#### TO BE DONE
The records below are to be quoted in full; please keep every word exact.

#### DATASET CONTENT
----

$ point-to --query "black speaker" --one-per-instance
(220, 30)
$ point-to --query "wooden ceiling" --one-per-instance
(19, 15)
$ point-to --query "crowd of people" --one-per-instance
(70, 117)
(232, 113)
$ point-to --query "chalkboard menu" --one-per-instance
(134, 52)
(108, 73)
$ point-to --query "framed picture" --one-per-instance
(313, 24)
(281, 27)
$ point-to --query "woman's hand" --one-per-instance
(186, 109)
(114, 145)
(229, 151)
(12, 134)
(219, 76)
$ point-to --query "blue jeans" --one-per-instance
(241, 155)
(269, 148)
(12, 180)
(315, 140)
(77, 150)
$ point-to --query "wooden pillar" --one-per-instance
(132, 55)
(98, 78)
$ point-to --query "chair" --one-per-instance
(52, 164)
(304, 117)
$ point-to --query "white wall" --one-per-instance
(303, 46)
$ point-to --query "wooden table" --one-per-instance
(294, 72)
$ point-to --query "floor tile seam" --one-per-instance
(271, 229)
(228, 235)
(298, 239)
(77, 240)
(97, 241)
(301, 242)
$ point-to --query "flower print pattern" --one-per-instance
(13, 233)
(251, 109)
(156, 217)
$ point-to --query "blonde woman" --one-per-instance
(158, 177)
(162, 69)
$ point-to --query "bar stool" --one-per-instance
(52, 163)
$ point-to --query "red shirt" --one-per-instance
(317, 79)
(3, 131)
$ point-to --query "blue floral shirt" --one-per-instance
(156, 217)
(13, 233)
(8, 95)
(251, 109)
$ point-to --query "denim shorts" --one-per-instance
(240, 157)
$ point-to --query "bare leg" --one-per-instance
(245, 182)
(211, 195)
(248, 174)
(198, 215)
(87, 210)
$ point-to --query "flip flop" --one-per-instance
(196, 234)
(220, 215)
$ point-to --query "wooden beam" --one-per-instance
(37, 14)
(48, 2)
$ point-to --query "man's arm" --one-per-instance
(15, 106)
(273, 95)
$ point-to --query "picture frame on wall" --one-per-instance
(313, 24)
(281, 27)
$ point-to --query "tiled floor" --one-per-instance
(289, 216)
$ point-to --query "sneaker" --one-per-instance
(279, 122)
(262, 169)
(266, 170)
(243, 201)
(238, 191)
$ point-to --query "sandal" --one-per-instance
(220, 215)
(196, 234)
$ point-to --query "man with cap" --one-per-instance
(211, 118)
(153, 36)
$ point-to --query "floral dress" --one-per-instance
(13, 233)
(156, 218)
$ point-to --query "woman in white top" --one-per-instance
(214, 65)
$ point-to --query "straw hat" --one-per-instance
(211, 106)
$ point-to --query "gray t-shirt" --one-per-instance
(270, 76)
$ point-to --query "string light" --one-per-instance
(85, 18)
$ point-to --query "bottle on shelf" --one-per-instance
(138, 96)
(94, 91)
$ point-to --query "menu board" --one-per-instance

----

#### EXERCISE SOLUTION
$ point-to --query "black speaker" --one-per-instance
(220, 30)
$ point-to --query "wooden ceiling" --one-per-instance
(19, 15)
$ point-to --query "crowd of people" --one-per-instance
(70, 117)
(232, 113)
$ point-to --query "chalkboard menu" --one-per-instance
(134, 52)
(108, 73)
$ point-to --query "framed picture" --one-per-instance
(313, 24)
(281, 27)
$ point-to --query "woman's hand" --one-per-instance
(186, 109)
(114, 145)
(229, 151)
(12, 134)
(219, 76)
$ point-to --query "blue jeans" --one-per-instance
(241, 155)
(269, 148)
(12, 180)
(315, 140)
(77, 150)
$ point-to --query "wooden pillar" --one-per-instance
(132, 55)
(98, 78)
$ point-to --query "chair" --one-per-instance
(52, 164)
(304, 117)
$ point-to --query "white wall" --one-per-instance
(303, 46)
$ point-to --query "wooden table" --one-per-instance
(294, 72)
$ point-to --query "floor tile seam" --one-per-instance
(271, 229)
(228, 235)
(298, 239)
(77, 240)
(97, 241)
(301, 242)
$ point-to --query "flower print pattern" --one-per-instance
(13, 233)
(251, 109)
(156, 217)
$ point-to --query "blonde woman" --one-per-instance
(158, 177)
(162, 69)
$ point-to --query "bar stool" --one-per-instance
(52, 163)
$ point-to --query "red shirt" --one-per-instance
(317, 79)
(3, 131)
$ point-to --query "blue floral shirt" --one-per-instance
(156, 217)
(13, 233)
(8, 95)
(251, 109)
$ point-to --query "denim shorts" --one-per-instance
(240, 157)
$ point-to --query "bare leg" --one-per-instance
(245, 182)
(211, 195)
(248, 174)
(198, 215)
(87, 210)
$ point-to --query "flip flop" --one-per-instance
(196, 234)
(220, 215)
$ point-to --query "wooden beam" --one-per-instance
(37, 14)
(48, 2)
$ point-to --query "man's arm" --one-per-instance
(15, 106)
(273, 95)
$ point-to --query "picture frame on wall" --one-per-instance
(313, 24)
(281, 27)
$ point-to --query "tiled floor" --one-per-instance
(289, 216)
$ point-to --query "sneaker" --one-per-instance
(279, 122)
(262, 169)
(266, 170)
(243, 201)
(238, 191)
$ point-to --query "sandal" --one-per-instance
(220, 215)
(196, 234)
$ point-to --query "man with cap" --one-per-instance
(211, 118)
(153, 36)
$ point-to --query "floral dress" --one-per-instance
(13, 233)
(156, 218)
$ point-to --query "woman in white top" --one-per-instance
(214, 65)
$ point-to --query "straw hat" --one-per-instance
(211, 106)
$ point-to --query "gray t-shirt" --one-per-instance
(270, 76)
$ point-to --query "string light" --one-per-instance
(85, 18)
$ point-to --query "bottle on shelf" --one-per-instance
(138, 96)
(94, 91)
$ point-to --query "menu board" --one-per-instance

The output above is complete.